## Records to use
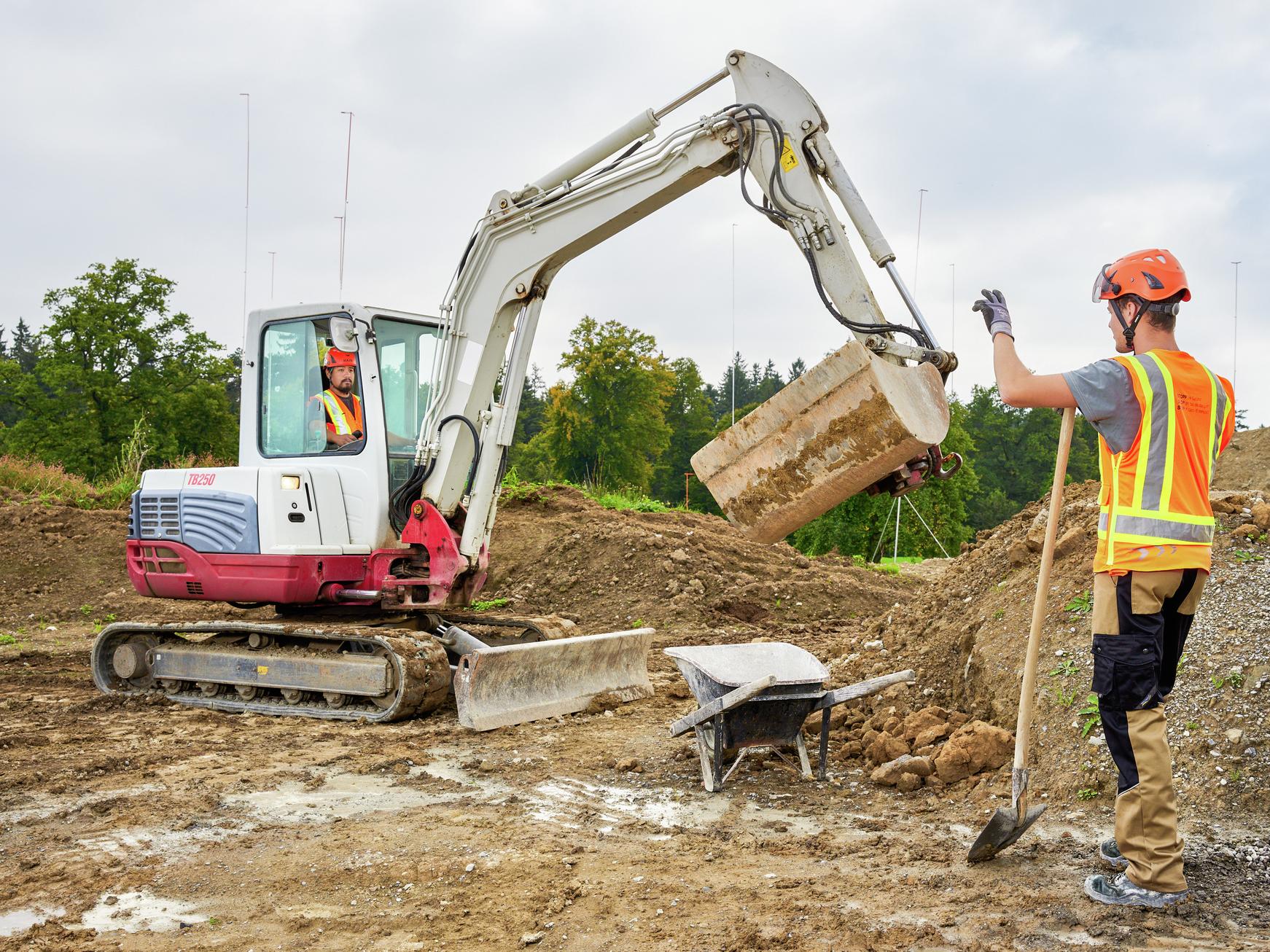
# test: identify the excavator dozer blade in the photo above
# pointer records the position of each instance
(833, 432)
(516, 683)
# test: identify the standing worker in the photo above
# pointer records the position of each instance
(1162, 419)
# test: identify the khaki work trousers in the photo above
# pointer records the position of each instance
(1141, 621)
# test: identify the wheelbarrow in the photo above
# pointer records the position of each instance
(758, 696)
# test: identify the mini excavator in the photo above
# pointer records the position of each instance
(366, 520)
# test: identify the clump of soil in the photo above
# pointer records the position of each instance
(559, 551)
(967, 633)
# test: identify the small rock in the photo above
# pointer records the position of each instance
(1018, 554)
(886, 748)
(908, 782)
(1261, 515)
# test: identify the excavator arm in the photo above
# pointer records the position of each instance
(776, 133)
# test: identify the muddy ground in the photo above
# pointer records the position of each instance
(126, 824)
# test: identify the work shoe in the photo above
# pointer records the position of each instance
(1110, 854)
(1119, 891)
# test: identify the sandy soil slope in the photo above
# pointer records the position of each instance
(152, 827)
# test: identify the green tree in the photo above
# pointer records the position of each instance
(609, 426)
(112, 358)
(690, 417)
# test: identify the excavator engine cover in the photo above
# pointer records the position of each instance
(833, 432)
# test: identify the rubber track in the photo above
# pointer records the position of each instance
(419, 663)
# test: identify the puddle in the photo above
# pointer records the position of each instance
(140, 912)
(344, 795)
(566, 799)
(794, 824)
(22, 919)
(172, 846)
(59, 805)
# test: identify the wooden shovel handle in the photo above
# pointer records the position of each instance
(1028, 693)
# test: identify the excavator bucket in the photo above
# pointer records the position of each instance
(833, 432)
(496, 687)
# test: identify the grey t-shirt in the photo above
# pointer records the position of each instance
(1104, 394)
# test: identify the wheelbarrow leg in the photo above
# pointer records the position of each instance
(803, 758)
(825, 744)
(718, 757)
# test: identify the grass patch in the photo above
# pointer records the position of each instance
(513, 488)
(488, 604)
(52, 485)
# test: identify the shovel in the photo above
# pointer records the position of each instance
(1009, 824)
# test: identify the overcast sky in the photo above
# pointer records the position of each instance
(1052, 138)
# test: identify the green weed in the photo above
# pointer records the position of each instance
(1091, 715)
(1066, 668)
(1064, 697)
(1080, 604)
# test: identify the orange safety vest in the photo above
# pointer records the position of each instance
(339, 419)
(1155, 513)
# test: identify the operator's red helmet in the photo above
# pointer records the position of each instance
(1152, 274)
(339, 358)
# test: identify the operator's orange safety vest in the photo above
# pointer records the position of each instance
(1155, 513)
(340, 418)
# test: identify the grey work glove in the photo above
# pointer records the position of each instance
(996, 315)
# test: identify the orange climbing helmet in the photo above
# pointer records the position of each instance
(1152, 274)
(339, 358)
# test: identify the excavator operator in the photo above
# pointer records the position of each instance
(344, 419)
(1162, 419)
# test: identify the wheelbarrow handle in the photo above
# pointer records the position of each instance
(862, 688)
(733, 698)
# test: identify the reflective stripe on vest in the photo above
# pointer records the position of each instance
(1146, 518)
(338, 415)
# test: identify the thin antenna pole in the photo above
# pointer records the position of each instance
(343, 221)
(1235, 338)
(733, 358)
(246, 207)
(917, 251)
(895, 555)
(340, 220)
(953, 315)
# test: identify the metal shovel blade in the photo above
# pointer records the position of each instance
(496, 687)
(1002, 830)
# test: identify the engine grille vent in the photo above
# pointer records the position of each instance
(160, 517)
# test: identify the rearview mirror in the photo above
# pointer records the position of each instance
(343, 334)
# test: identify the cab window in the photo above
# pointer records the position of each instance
(310, 395)
(405, 352)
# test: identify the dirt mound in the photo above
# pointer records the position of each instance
(967, 636)
(1246, 462)
(558, 551)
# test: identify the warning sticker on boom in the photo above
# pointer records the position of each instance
(789, 162)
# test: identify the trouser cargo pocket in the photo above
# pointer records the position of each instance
(1126, 672)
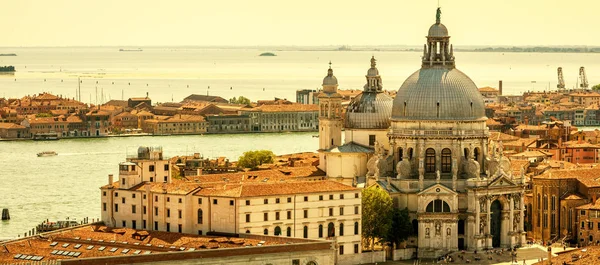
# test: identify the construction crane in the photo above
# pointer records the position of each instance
(561, 81)
(583, 84)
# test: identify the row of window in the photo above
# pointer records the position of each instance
(289, 214)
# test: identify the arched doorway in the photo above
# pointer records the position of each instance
(495, 223)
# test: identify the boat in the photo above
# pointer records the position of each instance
(45, 137)
(131, 50)
(47, 153)
(47, 226)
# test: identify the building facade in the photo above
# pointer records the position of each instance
(460, 192)
(146, 197)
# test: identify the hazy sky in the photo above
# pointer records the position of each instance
(289, 22)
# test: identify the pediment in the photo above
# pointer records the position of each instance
(502, 181)
(438, 189)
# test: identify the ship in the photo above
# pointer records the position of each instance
(131, 50)
(47, 153)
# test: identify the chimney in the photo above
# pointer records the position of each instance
(500, 87)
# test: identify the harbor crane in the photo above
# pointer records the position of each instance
(561, 80)
(583, 84)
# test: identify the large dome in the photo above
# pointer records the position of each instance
(438, 93)
(369, 110)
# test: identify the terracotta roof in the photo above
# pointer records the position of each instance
(101, 236)
(498, 136)
(593, 205)
(587, 176)
(573, 197)
(528, 154)
(288, 108)
(270, 189)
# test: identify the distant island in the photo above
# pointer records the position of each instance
(6, 69)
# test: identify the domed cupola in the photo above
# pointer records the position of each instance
(330, 81)
(372, 108)
(438, 91)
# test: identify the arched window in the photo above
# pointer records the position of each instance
(438, 206)
(330, 230)
(446, 160)
(400, 154)
(277, 231)
(430, 160)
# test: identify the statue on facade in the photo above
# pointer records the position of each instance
(516, 221)
(482, 205)
(371, 165)
(403, 167)
(472, 168)
(482, 223)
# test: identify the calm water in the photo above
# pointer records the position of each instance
(174, 73)
(67, 185)
(36, 188)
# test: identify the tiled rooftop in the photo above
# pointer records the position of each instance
(100, 241)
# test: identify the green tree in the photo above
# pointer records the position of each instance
(241, 100)
(253, 159)
(401, 227)
(376, 214)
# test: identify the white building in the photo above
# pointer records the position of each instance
(366, 124)
(146, 197)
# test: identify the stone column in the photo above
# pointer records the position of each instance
(511, 213)
(477, 215)
(521, 213)
(488, 206)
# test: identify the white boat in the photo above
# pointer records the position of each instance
(47, 153)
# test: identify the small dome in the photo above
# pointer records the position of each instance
(438, 30)
(369, 110)
(438, 94)
(330, 79)
(372, 72)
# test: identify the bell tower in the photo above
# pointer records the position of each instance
(330, 115)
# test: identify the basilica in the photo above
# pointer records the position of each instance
(430, 143)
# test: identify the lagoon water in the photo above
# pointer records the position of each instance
(38, 188)
(67, 185)
(175, 72)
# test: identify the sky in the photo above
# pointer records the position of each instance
(295, 23)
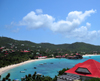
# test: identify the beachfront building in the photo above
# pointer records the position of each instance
(82, 71)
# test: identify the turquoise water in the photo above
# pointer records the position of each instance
(47, 69)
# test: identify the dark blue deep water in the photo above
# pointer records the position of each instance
(47, 69)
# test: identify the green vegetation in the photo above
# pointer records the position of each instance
(94, 79)
(62, 71)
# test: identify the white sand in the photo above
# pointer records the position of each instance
(4, 69)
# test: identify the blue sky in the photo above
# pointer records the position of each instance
(51, 21)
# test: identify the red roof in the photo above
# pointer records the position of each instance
(91, 65)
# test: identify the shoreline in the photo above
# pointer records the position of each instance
(90, 55)
(6, 68)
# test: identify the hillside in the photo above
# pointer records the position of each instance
(18, 44)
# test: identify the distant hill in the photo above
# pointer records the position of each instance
(18, 44)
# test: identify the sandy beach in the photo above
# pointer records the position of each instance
(6, 68)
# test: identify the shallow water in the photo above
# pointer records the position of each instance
(47, 69)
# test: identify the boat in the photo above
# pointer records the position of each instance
(22, 71)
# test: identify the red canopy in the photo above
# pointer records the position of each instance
(92, 66)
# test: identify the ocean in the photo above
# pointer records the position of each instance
(48, 67)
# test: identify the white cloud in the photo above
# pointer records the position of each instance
(34, 21)
(69, 27)
(39, 11)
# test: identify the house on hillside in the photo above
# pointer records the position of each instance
(84, 71)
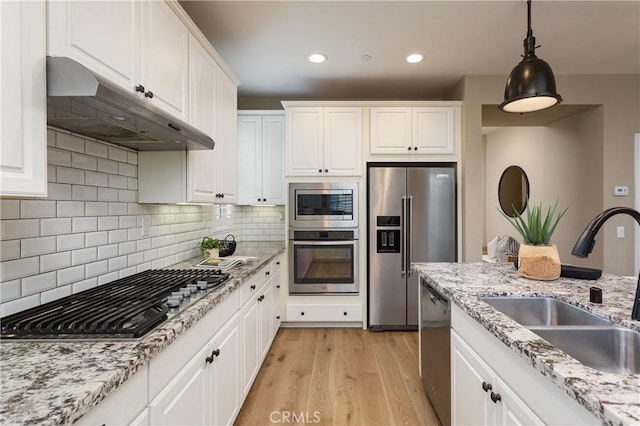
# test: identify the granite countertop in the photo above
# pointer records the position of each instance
(612, 398)
(57, 382)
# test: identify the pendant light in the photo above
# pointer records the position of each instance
(531, 85)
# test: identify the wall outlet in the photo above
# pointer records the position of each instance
(620, 191)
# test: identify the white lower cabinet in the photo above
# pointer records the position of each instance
(479, 395)
(492, 385)
(206, 391)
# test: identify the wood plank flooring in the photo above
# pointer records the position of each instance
(339, 376)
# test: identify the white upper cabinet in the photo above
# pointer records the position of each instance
(23, 146)
(226, 138)
(413, 130)
(323, 141)
(164, 64)
(203, 74)
(101, 35)
(261, 158)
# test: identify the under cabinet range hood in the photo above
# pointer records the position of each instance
(82, 102)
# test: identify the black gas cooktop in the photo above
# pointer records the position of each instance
(126, 308)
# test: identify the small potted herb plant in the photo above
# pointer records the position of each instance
(538, 258)
(209, 247)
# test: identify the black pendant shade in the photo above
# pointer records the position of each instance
(531, 85)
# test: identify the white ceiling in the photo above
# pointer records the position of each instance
(266, 43)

## Aim of the exercise
Rewrite the stretch of the records from the line containing "# test: identify the grass" through the line containing "(1052, 138)" as a JSON list of strings, with one string per line and blank lines omitted.

## Exercise solution
[
  "# test: identify the grass patch in the photo above",
  "# pointer records the position of each instance",
  "(513, 488)",
  "(488, 604)",
  "(52, 485)",
  "# test: identify the shovel in the photo above",
  "# pointer records the position of each instance",
  "(1009, 824)",
  "# test: identify the overcast sky in the photo above",
  "# pointer records the position of each instance",
  "(1052, 138)"
]